### REQUIRED WORK
What is needed is an exact retyping of each entry, pictures excluded.
THE DATA below:
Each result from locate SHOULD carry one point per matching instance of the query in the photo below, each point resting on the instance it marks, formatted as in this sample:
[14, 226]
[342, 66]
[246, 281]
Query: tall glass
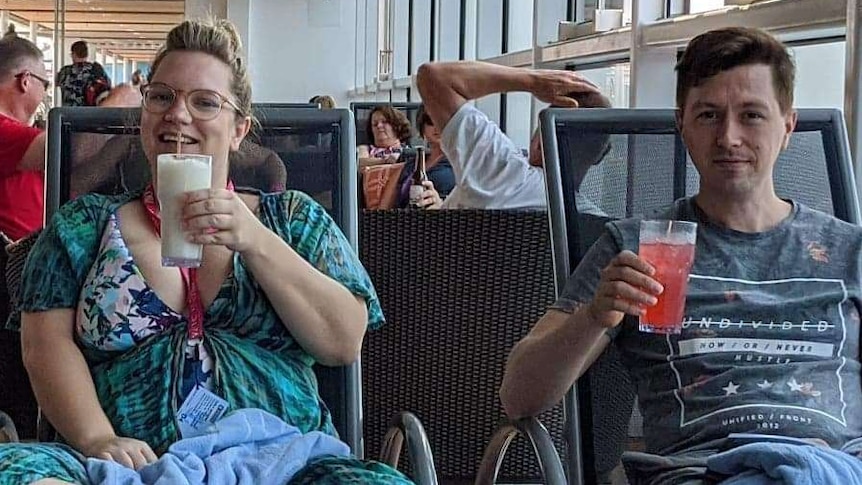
End of THE DATA.
### REPLY TO THE EXERCISE
Each result from locate SHOULD carry one point per matching instance of the query in the photo below, each point resting on the instance it marks, formatted as in this sample:
[14, 226]
[342, 66]
[246, 281]
Query: tall glass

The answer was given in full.